▸ **PARTS OF THE EXERCISE**
#1 Write out the part of the piece on clinging starting with "Most fundamentally, clinging" and going on through "get rope burn.".
#2 Name each problematic goal that the piece on clinging says clinging can pull us into chasing.

## begin SELECTION

Are you getting rope burn?
Cling less, love more
As a rock climber and a parent, I know some physical kinds of clinging are good—like to small holds or small hands!
But clinging as a psychological state has a feeling of tension in it, and drivenness, insistence, obsession, or compulsion. As experiences flow through the mind—seeing, hearing, planning, and worrying—they have what's called a "hedonic tone" of being pleasant, unpleasant, or neutral. It's natural to like what's pleasant and to dislike what's unpleasant: no problem so far. But then the mind takes it a step further - usually very quickly - and tries to grab what's pleasant, fight or flee from what's unpleasant, or prod what's neutral to get pleasant: this quality of grabbing, pushing, resisting, or pressing is the hallmark of clinging.
Clinging is different from healthy desire, where we have wholesome values, aims, purposes, aspiration, and commitments—without being attached to the results. Yes, we could feel passionate about our goals and work hard for them, and the stakes could be high (e.g., the health of child, the success of a business, the fate of the earth's climate), but when there's no clinging, we are deep down at peace with whatever happens even if the surface layers of the mind are understandably disappointed, sad, or upset.
Watch your mind and you'll see it cling to lots of things (remembering that pulling toward and pushing away are each a form of clinging). These include objects, viewpoints, routines, pleasures and pain, status, and even the sense of self (as when we take something personally).
Recognize the costs of clinging. It's never relaxed and always has a sense of strain, ranging from subtly unpleasant to intensely uncomfortable. It sucks us into chasing problematic goals, like stressing out for success, getting rigid or argumentative with others, being hooked on food or drugs, or seeking rewards in relationships that will never come. It clenches and contracts rather than opens. And clinging today plants the seeds of clinging tomorrow.
Most fundamentally, clinging puts us at odds with the nature of existence, which is always changing. The American Buddhist teacher, Joseph Goldstein, likens the stream of consciousness to a rope running through your hands: if you cling to any bit of it, you get rope burn.
But if you let it run free - if you let experiences come and go - you feel peaceful and happy. Your mind and body open, and love flows freely, the natural expression of the unclenched heart.
It's familiar advice I'm sure, but do what you can to take care of your needs and those of others you care for, pursue wholesome aims with energy and diligence, and keep the needle of your personal stress meter out of the Red Zone. Each of these steps will pull logs off the fire of clinging.
Learn about clinging
Pick something specific—like a position about how something should be - and first really really cling to it. Insist in your mind that it must turn out a certain way. Notice what clinging feels like in your body and mind.
Then really try to relax the clinging. It's fine to wish for a certain result. But help yourself be at peace with whatever the result is by reminding yourself that you and others will likely still be fundamentally okay. Imagine whatever you've clung to as something small in a great space, such as a single stone in a vast plain seen from an airplane passing overhead. Disengage from over-thinking, ruminating, or obsessing. Help your body relax and soften, open your hands, let your mind open, and let the clinging go. Recognize the ease, the peace and pleasure in releasing clinging, and let the sense of this sink into you—motivating your brain to cling less in the future.
Set down your burdens
Try the practice just above with other things you've clung to. Start with easy things and work up. Remember: you can be fiercely, energetically committed to something without being attached to the result.

## end SELECTION
## begin DATASET RECORDS

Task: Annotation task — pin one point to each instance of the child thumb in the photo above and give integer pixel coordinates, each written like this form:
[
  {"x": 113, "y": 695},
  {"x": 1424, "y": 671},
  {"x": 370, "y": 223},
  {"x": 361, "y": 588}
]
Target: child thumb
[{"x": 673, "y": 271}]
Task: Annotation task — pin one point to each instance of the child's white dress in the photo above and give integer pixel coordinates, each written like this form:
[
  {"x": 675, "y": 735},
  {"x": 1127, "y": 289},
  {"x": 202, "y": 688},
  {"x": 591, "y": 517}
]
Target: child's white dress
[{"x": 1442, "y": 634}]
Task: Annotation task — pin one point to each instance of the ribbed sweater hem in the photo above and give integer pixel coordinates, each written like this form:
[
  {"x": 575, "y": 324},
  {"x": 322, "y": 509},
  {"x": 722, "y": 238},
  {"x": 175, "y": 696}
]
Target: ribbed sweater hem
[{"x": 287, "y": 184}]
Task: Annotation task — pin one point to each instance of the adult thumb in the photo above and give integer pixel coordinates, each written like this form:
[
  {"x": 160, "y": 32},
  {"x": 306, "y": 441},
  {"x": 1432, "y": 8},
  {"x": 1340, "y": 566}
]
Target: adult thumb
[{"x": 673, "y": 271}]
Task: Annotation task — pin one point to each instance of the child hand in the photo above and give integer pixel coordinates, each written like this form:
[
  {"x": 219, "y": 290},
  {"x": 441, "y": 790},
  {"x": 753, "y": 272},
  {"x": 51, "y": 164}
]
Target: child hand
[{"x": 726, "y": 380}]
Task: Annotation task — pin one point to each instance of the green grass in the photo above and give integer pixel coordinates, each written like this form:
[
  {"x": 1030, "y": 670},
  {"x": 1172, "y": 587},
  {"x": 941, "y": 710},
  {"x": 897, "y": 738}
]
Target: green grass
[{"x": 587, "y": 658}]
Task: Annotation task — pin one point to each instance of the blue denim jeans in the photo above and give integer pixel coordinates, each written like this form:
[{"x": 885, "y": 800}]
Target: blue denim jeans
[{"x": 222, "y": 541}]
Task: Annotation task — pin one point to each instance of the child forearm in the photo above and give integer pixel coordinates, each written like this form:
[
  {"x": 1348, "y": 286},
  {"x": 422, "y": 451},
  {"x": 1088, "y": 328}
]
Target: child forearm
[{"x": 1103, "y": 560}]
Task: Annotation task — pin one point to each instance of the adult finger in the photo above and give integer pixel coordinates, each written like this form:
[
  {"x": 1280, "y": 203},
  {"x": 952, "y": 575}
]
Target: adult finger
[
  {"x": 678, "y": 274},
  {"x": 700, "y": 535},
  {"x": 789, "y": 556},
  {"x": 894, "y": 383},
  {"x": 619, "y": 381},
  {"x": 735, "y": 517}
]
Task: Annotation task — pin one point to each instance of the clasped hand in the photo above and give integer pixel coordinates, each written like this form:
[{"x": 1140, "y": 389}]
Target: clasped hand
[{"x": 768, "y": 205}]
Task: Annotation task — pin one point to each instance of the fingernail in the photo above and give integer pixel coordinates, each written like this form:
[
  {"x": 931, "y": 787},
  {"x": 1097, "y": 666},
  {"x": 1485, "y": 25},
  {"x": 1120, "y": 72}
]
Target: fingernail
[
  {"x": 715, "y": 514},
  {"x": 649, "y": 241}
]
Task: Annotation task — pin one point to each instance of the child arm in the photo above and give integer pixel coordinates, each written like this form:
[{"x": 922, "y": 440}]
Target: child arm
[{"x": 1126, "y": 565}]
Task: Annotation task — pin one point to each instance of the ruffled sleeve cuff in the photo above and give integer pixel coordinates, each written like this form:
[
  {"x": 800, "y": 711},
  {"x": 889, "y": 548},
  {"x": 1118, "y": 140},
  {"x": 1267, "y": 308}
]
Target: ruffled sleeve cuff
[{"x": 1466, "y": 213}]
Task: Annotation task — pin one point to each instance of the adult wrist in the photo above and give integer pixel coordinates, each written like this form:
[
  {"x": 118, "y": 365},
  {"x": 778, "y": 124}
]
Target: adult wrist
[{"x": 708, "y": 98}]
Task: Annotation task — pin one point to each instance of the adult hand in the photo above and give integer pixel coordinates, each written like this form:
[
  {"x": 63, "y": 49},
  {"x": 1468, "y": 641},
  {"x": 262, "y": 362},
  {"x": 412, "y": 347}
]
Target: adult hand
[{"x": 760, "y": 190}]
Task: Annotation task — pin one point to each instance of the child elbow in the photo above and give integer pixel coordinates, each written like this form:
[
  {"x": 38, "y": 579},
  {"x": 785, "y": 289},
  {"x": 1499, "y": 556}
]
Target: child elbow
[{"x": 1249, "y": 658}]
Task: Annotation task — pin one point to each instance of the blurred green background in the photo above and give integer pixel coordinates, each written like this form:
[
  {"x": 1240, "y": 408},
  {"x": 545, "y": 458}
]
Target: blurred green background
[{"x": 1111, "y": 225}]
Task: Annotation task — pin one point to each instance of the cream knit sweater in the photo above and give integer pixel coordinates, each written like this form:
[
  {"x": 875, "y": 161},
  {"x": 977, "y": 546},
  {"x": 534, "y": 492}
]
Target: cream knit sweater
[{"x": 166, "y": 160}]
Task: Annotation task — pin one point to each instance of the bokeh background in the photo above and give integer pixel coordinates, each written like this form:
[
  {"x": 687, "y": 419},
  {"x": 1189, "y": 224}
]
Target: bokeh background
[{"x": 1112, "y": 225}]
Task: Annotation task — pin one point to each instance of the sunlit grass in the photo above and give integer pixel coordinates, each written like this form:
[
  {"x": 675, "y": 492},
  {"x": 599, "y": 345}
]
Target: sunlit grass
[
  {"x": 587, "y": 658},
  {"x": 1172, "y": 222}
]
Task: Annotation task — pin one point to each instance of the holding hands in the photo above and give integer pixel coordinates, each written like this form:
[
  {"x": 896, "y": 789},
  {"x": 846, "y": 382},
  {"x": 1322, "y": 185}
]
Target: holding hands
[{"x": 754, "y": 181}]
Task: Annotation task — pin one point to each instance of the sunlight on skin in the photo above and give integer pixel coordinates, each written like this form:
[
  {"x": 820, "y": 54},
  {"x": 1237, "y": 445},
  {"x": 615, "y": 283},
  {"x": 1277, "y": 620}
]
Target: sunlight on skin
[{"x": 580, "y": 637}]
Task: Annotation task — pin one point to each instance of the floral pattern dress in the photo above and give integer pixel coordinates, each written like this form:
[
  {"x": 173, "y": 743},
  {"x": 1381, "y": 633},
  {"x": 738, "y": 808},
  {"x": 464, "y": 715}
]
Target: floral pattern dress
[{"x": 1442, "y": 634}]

## end DATASET RECORDS

▸ **ANSWER LIST**
#1
Most fundamentally, clinging puts us at odds with the nature of existence, which is always changing. The American Buddhist teacher, Joseph Goldstein, likens the stream of consciousness to a rope running through your hands: if you cling to any bit of it, you get rope burn.

#2
- Stressing out for success
- Getting rigid or argumentative with others
- Being hooked on food or drugs
- Seeking rewards in relationships that will never come